Seu objetivo
Dê continuidade, por favor, ao texto sobre os sistemas de pré-pagamento de serviços médicos e hospitalares, começando logo após a última frase apresentada.

Trecho apresentado
= = = = = = =

Art. 135. As entidades organizadas sem objetivo de lucro, por profissionais médicos e paramédicos ou por estabelecimentos hospitalares, visando a institucionalizar suas atividades para a prática da medicina social e para a melhoria das condições técnicas e econômicas dos serviços assistenciais, isoladamente ou em regime de associação, poderão operar sistemas próprios de pré-pagamento de serviços médicos e/ou hospitalares, sujeitas ao que dispuser a Regulamentação desta Lei, às resoluções do CNSP e à fiscalização dos órgãos competentes.”

Novamente, as brechas da lei, associadas ao alheamento dos órgãos de defesa do consumidor e, sobretudo, dos médicos, possibilitaram o florescimento de aberrações como a Golden Cross (considerada entidade beneficente e mais, filantrópica, durante muito tempo) e cooperativas “fechadas” a novos cooperados. A comparação com o jogo do bicho é inevitável. É proibido, mas existe uma banca em cada esquina, os resultados são afixados em locais públicos, qualquer um pode jogar e “vale o que está escrito”, brocado popular para expor que a garantia está apenas dentro do sistema. Ou seja: não há garantia legal para o usuário.

= = = = = = =

Linhas exibidas
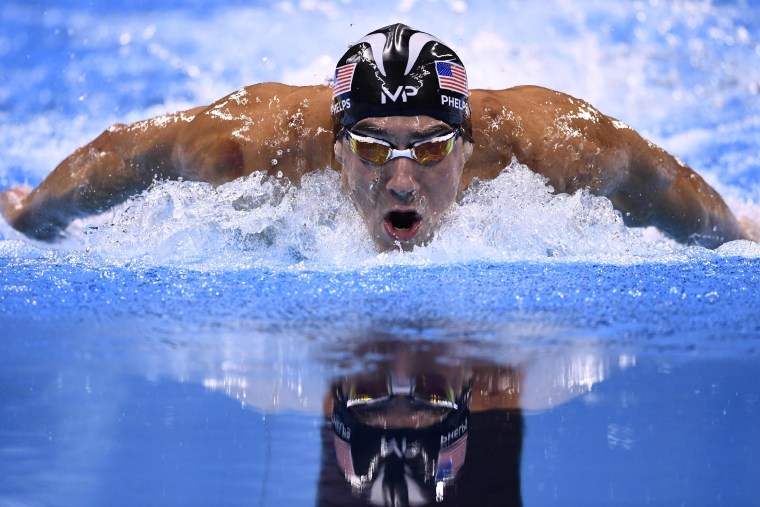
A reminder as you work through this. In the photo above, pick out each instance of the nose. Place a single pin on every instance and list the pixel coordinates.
(401, 182)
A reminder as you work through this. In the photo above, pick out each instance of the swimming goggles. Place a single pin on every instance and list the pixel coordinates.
(378, 152)
(432, 390)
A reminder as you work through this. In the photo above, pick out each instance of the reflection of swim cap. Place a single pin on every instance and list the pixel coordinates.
(390, 461)
(400, 71)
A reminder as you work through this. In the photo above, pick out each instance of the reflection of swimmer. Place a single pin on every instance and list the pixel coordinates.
(407, 135)
(417, 430)
(420, 434)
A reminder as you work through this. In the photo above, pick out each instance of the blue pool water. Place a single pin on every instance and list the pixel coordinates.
(180, 350)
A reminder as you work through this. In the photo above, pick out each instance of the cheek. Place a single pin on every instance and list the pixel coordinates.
(443, 190)
(360, 185)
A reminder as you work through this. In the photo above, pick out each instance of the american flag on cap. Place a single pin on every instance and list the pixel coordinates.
(344, 76)
(452, 77)
(451, 459)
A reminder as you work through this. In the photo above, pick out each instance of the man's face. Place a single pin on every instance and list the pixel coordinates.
(402, 201)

= = = = = = =

Resposta do exercício
Em 1983, quando o acúmulo de reclamações contra abusos dos planos de assistência à saúde atingiu o nível de clamor público, o senador Iran Saraiva apresentou o projeto de lei PL nº 93/83, no qual propunha algumas (poucas) medidas para regulamentar o sistema. O projeto tramitou por cinco anos e recebeu dezenas de emendas, além de dois substitutivos, sendo avaliado por Comissões Especiais nas duas Casas e votado uma vez na Câmara e duas vezes no Senado, resultando na promulgação da Lei nº 9.656, de 3 de junho de 1998. A sanção presidencial — sem vetos — foi publicada no Diário Oficial de 4 de junho de 1998.

Neste mesmo dia, o Executivo editou a Medida Provisória nº 1.665 (de 4 de junho de 1998), publicada no Diário Oficial de 5 de junho de 1998).

A Lei nº 9.656 tratava separadamente de dois assuntos: seguros privados de assistência à saúde e planos privados de assistência à saúde, com regulamentação absolutamente diferente para cada caso.

Dizemos que a lei “tratava” porque seus termos não estão mais em vigor. Os dispositivos referentes aos seguros foram completamente revogados pela MP 1.665. Além disso, a parte da lei que tratava dos planos de saúde foi totalmente modificada pela mesma Medida Provisória, de forma a consolidar a situação atual de aberrações doutrinária e de mercado, acrescentando o descalabro de prever que os planos privados podem manter serviços próprios de atendimento.

Isto significa que o Congresso aceita que seu texto final, sancionado pelo Presidente da República, seja modificado pelo mesmo Presidente, no mesmo dia em que foi publicada a sanção, sob alegação de que as modificações são “urgentes” e “relevantes”.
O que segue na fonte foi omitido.